**Problem a**: Lay out the entries below as a Markdown table with the columns "Row" and "Entry line", starting with the line that contains "Expected: one point per instance of the dense" and going on through the last line of the entries. Number each line in the Row column, leave out blank lines, and include no other lines.

**Given passage**:

--- BEGIN ---

Throwback Thursday examines films from the past—typically “classic” films that might not be in the current cultural zeitgeist but can still be important in some aspect.
I’ve been reading comics now for *cough*thirty*cough* years, and in that time I always wondered what a comic-book movie would really look like. I’m not talking about superheroes—I’m talking about the static images that make up the comic page. When you read comics, you’re inferring the action between those static panels; since there is no movement in a comic, all the action takes place in your head between those frozen images. Can a film, which is all movement, convey that? For the longest time I didn’t think so. Sure, there’ve been adaptations of comics and motion comics, but nothing that really captures that.
Well, if you’ve thought the same, look no further than the 1960s work of Japanese director Seijun Suzuki. He has directed over 40 films in Tokyo, predominantly with the Nikkatsu Company, but in the 1960s he happened to do something that no other director had ever intended: he made Yakuza action films in which most of the action happened in between the moments caught on camera. This in itself is like a comic book, but for us there is the added fact that with it being a foreign language, we’re even reading the dialogue like you would in a comic. If that doesn’t intrigue you, then this might not be the film for you, but if it does, read on.
Tokyo in the ’60s was being inundated with outside culture, from London’s swinging good times to Italy’s art-house scene and even America’s fondness for Westerns. If you throw all of that into a pot, let it simmer, and give a director 25 days to shoot a film on an incredibly small budget, you end up with a lot of creativity. Due to budget and time constraints inherent in the Tokyo film system, Suzuki had to make creative sacrifices, which meant generally cutting out a lot of heavy fight scenes. This can be seen strongly in one of my favorite Yakuza films, Youth of the Beast from 1963, but it also carries into 1966’s Tokyo Drifter.

--- END ---

**Information provided**:
--- BEGIN ---

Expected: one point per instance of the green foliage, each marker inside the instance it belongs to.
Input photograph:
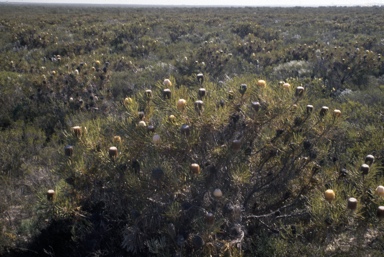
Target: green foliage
(271, 156)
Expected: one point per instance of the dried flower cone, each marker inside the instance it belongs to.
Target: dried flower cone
(352, 203)
(369, 159)
(113, 153)
(202, 92)
(209, 218)
(167, 93)
(323, 111)
(181, 103)
(68, 150)
(299, 91)
(50, 194)
(329, 195)
(200, 78)
(286, 86)
(167, 83)
(309, 109)
(195, 168)
(77, 131)
(261, 83)
(364, 169)
(117, 139)
(380, 212)
(217, 193)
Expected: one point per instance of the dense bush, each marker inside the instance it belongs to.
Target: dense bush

--- END ---

**Problem b**: Give back the essay on Seijun Suzuki's films above, in full and word for word.

**Solution a**:
| Row | Entry line |
|---|---|
| 1 | Expected: one point per instance of the dense bush, each marker inside the instance it belongs to. |
| 2 | Target: dense bush |

**Solution b**:
Throwback Thursday examines films from the past—typically “classic” films that might not be in the current cultural zeitgeist but can still be important in some aspect.
I’ve been reading comics now for *cough*thirty*cough* years, and in that time I always wondered what a comic-book movie would really look like. I’m not talking about superheroes—I’m talking about the static images that make up the comic page. When you read comics, you’re inferring the action between those static panels; since there is no movement in a comic, all the action takes place in your head between those frozen images. Can a film, which is all movement, convey that? For the longest time I didn’t think so. Sure, there’ve been adaptations of comics and motion comics, but nothing that really captures that.
Well, if you’ve thought the same, look no further than the 1960s work of Japanese director Seijun Suzuki. He has directed over 40 films in Tokyo, predominantly with the Nikkatsu Company, but in the 1960s he happened to do something that no other director had ever intended: he made Yakuza action films in which most of the action happened in between the moments caught on camera. This in itself is like a comic book, but for us there is the added fact that with it being a foreign language, we’re even reading the dialogue like you would in a comic. If that doesn’t intrigue you, then this might not be the film for you, but if it does, read on.
Tokyo in the ’60s was being inundated with outside culture, from London’s swinging good times to Italy’s art-house scene and even America’s fondness for Westerns. If you throw all of that into a pot, let it simmer, and give a director 25 days to shoot a film on an incredibly small budget, you end up with a lot of creativity. Due to budget and time constraints inherent in the Tokyo film system, Suzuki had to make creative sacrifices, which meant generally cutting out a lot of heavy fight scenes. This can be seen strongly in one of my favorite Yakuza films, Youth of the Beast from 1963, but it also carries into 1966’s Tokyo Drifter.